— What the exercise asks —
All lines holding the word "below" are to be copied from the records beneath.

— Exercise materials —
--- START ---
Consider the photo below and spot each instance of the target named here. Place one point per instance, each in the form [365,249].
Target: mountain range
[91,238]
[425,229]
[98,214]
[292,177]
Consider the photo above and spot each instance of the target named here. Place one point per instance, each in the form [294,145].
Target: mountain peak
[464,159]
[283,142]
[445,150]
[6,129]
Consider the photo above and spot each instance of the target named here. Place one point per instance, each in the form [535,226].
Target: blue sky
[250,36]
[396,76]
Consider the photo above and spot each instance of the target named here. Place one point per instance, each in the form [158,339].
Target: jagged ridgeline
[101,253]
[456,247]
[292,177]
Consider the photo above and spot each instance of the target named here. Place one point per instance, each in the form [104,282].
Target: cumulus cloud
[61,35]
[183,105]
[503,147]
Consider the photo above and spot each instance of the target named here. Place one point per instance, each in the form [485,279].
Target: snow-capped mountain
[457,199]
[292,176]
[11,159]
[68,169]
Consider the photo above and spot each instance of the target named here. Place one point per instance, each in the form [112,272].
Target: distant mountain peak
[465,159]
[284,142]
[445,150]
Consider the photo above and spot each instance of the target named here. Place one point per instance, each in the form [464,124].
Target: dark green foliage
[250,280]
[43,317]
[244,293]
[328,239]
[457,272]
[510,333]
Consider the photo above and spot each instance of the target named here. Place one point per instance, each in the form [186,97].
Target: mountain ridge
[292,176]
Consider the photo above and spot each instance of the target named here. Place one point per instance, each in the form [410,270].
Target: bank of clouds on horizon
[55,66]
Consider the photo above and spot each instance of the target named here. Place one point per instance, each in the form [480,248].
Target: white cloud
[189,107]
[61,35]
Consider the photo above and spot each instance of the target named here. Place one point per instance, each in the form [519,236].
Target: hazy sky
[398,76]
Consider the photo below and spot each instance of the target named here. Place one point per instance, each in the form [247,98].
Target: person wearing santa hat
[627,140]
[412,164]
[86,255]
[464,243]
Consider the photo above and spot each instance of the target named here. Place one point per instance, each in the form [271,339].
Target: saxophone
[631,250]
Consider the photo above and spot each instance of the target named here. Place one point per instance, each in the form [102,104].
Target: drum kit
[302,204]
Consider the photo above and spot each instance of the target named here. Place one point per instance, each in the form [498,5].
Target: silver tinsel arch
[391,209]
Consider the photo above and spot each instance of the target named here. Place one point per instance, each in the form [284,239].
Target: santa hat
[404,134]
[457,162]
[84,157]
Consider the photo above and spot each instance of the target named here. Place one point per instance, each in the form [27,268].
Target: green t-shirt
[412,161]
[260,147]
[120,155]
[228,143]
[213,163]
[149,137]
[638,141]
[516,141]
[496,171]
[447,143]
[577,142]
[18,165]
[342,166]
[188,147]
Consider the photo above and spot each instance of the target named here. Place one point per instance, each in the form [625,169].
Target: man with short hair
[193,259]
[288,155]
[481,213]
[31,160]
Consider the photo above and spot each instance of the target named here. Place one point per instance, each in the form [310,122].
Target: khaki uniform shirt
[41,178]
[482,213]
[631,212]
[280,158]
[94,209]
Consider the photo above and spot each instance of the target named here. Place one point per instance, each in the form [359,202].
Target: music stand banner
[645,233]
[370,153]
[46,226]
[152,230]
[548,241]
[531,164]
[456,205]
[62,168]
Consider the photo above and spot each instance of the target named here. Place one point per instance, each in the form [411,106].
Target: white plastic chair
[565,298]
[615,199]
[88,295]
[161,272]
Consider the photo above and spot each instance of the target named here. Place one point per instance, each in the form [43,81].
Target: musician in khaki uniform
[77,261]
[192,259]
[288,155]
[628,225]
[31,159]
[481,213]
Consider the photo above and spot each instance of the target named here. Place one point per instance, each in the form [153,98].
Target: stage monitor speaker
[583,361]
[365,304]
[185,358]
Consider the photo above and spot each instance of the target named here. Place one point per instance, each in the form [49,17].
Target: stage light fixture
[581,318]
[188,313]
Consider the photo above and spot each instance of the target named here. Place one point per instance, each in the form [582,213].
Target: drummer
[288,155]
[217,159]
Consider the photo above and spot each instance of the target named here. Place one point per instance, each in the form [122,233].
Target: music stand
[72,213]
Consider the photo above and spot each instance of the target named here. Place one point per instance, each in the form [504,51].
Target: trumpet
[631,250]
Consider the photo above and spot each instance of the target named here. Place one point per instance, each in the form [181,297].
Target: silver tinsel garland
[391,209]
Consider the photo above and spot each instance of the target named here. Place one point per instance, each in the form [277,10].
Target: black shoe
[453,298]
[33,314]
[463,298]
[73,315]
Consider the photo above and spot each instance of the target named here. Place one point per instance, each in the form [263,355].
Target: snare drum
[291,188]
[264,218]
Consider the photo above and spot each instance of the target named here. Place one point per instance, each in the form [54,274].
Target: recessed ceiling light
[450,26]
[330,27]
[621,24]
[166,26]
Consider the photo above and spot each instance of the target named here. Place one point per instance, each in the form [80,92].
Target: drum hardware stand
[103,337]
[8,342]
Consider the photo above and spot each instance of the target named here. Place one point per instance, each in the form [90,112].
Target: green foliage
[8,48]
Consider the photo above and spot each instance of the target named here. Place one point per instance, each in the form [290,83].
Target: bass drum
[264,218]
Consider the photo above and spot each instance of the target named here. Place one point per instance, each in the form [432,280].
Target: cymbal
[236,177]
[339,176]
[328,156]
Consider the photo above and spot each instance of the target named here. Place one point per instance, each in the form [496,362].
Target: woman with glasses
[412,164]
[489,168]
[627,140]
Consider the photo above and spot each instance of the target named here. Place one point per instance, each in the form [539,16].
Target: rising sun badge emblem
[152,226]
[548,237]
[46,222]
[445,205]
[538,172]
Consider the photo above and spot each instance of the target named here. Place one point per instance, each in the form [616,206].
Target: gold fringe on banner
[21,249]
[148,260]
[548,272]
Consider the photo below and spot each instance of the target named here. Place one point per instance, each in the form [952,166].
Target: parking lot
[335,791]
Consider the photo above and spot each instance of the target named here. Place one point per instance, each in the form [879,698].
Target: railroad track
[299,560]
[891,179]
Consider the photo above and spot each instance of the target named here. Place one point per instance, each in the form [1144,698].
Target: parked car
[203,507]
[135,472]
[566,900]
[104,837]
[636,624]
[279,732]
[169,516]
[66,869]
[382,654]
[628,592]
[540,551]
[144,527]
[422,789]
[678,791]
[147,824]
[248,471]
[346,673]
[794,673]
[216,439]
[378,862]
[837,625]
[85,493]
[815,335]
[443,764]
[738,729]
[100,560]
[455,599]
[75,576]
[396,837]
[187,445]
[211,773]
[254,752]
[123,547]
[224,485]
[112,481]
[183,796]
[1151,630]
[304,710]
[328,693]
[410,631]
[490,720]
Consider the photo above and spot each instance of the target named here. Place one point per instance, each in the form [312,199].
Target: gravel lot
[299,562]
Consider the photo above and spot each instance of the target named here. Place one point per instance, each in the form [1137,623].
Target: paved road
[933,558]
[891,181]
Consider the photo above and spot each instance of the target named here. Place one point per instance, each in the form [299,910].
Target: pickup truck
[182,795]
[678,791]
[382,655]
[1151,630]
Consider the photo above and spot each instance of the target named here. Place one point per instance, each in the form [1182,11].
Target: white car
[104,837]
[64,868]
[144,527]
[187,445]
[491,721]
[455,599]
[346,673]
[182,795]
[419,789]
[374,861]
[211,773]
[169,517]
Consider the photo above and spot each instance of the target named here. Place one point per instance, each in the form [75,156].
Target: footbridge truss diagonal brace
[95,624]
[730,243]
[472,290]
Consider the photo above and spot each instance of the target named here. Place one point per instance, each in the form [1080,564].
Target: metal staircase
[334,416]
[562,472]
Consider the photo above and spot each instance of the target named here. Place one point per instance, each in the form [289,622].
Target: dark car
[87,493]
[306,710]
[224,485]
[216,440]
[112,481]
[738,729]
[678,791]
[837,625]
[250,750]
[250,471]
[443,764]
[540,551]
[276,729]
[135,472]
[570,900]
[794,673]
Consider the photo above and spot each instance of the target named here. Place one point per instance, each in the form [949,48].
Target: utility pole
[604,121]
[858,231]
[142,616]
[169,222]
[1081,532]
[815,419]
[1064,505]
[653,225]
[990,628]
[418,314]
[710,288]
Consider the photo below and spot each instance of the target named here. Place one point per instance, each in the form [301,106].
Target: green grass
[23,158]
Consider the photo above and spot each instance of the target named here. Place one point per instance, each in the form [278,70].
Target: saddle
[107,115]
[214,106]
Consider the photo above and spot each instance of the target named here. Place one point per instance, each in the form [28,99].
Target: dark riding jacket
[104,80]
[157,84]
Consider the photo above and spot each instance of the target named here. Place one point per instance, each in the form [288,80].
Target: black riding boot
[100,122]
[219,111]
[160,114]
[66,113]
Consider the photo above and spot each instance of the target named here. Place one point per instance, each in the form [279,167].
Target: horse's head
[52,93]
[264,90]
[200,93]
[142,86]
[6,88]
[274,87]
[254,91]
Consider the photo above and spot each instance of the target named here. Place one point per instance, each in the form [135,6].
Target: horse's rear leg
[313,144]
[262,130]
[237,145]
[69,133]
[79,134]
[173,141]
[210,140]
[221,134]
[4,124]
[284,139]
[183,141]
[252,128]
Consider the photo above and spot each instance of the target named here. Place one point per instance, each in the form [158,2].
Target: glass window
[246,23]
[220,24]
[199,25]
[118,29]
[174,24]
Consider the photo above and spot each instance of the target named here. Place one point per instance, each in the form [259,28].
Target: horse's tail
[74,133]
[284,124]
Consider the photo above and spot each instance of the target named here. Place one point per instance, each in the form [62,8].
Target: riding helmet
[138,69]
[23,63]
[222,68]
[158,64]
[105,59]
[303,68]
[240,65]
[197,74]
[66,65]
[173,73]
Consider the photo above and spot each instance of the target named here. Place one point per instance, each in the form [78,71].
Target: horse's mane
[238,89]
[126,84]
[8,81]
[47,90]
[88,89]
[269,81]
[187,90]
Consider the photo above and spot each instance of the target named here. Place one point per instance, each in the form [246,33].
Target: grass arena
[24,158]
--- END ---
— Written response —
Consider the photo below and spot each instance of the target named here. Place one point per instance, each in the form [365,249].
Consider the photo below and spot each instance of the target named here. Place one point per instance, each in the form [247,98].
Consider the photo below and spot each instance of the target named here. Place one point per instance, each in the form [952,166].
Consider the photo below and spot each instance of the target named here. Place one point per instance, each in the form [301,106].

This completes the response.